* [Short problem]: Collect every line of the data below that contains the word "water", treating case as significant.

───── The records

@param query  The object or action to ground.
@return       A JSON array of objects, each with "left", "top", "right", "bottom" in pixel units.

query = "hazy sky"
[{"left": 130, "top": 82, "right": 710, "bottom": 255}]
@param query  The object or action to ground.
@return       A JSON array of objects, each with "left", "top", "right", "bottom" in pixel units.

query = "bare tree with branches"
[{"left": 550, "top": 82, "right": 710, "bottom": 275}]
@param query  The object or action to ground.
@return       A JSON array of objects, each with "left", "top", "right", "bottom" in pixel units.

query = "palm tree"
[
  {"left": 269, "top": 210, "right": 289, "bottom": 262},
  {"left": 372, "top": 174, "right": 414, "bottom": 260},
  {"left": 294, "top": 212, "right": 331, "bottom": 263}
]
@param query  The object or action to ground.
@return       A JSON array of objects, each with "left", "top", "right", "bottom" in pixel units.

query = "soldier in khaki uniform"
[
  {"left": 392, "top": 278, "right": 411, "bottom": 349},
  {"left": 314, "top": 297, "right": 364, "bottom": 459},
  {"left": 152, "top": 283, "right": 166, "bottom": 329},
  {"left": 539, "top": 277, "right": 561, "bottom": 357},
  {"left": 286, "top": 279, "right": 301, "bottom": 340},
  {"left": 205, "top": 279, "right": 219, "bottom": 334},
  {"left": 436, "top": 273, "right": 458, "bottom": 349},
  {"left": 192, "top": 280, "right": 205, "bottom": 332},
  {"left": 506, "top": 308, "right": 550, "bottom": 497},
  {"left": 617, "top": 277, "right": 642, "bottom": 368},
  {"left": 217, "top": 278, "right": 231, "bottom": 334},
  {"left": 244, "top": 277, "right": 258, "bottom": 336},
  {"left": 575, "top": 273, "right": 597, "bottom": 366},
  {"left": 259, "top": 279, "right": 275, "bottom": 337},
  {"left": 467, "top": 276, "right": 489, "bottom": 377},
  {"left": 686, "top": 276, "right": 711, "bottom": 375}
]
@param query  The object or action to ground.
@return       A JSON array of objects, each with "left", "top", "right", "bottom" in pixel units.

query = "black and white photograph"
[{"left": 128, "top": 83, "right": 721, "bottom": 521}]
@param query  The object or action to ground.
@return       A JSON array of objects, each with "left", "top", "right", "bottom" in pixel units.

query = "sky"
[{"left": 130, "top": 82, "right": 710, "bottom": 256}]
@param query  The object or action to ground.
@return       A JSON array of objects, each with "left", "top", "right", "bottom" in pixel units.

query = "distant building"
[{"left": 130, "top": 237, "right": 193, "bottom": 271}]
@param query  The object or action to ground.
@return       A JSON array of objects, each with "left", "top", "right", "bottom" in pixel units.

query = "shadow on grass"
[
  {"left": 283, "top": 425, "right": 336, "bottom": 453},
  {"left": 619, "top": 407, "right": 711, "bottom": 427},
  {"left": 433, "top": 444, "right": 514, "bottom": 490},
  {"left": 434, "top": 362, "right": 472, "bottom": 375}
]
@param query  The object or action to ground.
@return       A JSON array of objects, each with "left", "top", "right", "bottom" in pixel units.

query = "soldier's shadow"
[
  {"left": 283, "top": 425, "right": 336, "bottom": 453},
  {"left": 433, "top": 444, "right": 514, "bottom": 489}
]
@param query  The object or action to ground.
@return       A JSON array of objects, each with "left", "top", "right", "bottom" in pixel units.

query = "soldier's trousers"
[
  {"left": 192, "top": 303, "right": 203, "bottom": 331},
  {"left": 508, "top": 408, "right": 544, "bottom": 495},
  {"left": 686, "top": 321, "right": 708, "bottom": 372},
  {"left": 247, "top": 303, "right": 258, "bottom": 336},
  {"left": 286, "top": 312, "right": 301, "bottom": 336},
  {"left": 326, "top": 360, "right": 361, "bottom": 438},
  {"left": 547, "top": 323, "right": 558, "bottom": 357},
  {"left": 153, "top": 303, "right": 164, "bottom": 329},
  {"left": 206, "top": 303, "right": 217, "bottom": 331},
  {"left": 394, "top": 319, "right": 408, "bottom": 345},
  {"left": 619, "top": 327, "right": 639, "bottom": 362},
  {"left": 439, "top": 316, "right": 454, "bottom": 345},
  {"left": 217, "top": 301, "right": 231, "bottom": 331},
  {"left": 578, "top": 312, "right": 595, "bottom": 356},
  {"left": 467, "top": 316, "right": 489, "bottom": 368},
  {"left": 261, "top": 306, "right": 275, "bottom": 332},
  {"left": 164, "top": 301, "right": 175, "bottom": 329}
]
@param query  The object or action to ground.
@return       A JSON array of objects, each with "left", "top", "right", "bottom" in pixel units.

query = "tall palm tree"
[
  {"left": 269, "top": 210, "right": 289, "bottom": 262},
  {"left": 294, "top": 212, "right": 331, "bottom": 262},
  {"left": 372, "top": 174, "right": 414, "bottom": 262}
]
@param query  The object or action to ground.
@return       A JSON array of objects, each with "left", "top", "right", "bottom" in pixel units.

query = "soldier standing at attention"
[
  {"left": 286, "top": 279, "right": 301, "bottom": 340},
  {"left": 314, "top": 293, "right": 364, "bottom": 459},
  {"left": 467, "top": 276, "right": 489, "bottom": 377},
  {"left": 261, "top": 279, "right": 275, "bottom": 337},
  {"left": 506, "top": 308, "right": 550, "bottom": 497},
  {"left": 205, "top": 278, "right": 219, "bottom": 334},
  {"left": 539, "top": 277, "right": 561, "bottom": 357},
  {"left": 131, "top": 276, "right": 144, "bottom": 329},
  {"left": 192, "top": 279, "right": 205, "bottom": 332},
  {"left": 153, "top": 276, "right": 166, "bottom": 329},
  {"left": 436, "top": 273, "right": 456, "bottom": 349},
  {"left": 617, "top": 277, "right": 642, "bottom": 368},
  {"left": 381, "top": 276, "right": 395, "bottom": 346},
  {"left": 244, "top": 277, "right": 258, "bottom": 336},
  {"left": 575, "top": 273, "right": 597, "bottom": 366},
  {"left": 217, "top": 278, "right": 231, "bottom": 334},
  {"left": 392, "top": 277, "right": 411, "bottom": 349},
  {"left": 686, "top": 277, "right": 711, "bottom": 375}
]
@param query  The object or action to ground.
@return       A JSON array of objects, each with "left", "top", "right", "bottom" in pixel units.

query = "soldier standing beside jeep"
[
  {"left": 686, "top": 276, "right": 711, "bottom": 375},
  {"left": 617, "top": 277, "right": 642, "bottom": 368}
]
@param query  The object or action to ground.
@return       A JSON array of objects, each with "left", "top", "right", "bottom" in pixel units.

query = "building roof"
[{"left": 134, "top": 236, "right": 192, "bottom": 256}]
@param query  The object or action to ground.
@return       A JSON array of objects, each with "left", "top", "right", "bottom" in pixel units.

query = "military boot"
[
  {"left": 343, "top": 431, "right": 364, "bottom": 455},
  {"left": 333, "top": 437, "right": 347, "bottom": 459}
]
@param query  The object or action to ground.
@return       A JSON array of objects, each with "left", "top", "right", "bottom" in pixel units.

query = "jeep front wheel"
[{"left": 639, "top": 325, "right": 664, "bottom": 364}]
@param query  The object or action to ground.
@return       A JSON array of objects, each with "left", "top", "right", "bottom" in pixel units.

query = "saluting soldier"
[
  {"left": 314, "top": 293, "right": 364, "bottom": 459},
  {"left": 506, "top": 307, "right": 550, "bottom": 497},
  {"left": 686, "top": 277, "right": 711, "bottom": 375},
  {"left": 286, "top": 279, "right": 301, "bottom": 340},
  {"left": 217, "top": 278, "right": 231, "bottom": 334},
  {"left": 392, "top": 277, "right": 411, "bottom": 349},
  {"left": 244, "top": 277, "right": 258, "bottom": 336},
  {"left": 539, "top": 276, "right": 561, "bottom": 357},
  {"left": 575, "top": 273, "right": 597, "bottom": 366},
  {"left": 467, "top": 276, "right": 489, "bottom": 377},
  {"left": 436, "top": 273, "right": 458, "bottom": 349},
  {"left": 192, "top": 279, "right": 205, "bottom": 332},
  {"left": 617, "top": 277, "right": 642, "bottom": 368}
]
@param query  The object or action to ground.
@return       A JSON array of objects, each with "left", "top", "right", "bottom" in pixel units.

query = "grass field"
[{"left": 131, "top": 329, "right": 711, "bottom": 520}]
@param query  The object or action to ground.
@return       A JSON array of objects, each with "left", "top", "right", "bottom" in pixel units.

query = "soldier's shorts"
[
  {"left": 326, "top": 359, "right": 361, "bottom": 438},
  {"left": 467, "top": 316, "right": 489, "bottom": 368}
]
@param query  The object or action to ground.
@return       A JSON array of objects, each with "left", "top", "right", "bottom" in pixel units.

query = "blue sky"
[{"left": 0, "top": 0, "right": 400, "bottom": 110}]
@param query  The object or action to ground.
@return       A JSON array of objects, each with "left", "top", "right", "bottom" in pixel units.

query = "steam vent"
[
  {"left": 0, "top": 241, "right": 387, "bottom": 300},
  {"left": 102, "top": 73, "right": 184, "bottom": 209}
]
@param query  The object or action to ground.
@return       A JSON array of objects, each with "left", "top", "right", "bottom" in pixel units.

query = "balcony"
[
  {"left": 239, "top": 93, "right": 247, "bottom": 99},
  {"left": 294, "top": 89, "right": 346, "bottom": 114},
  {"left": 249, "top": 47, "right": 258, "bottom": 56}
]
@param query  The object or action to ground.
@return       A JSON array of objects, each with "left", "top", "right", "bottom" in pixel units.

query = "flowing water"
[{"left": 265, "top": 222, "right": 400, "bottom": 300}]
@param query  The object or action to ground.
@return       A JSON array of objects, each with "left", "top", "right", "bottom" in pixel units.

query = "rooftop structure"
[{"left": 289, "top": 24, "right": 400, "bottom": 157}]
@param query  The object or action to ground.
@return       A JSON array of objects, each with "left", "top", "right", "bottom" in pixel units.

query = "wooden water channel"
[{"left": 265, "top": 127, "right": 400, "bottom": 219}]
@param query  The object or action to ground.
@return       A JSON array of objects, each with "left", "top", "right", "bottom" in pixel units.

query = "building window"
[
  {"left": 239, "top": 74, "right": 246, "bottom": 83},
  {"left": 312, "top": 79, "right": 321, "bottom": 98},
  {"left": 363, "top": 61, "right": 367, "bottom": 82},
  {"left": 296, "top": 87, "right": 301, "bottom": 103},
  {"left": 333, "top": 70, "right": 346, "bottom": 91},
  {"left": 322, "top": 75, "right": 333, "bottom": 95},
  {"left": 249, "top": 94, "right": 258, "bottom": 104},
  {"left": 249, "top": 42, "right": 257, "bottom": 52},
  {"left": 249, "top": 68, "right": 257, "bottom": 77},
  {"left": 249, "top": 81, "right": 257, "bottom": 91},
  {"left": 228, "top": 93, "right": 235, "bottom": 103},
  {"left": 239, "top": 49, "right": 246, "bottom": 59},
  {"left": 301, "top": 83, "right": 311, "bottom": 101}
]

──────────

* [Answer below]:
query = "flowing water"
query = "wooden water channel"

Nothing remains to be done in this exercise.